_Records shown_
::::::::::
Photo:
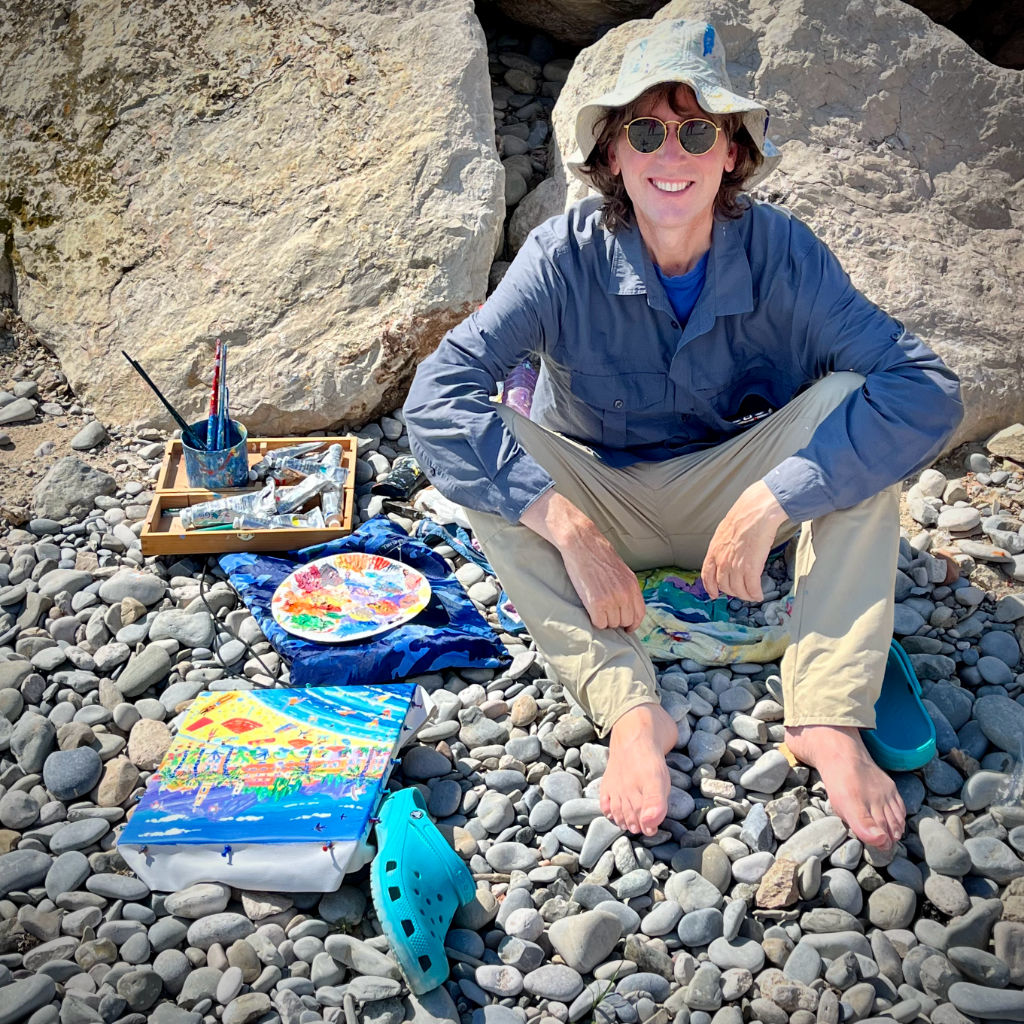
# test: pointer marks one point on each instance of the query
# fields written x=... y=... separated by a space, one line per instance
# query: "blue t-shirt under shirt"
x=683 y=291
::::::::::
_Problem details_
Copy out all of the data word for word. Do not carry over any picture.

_Exercise result_
Photo:
# test: pointer marks one point on each instance of the query
# fields written x=... y=... separated by a space, one line per instance
# query: "blue t-shirt under shirt"
x=683 y=291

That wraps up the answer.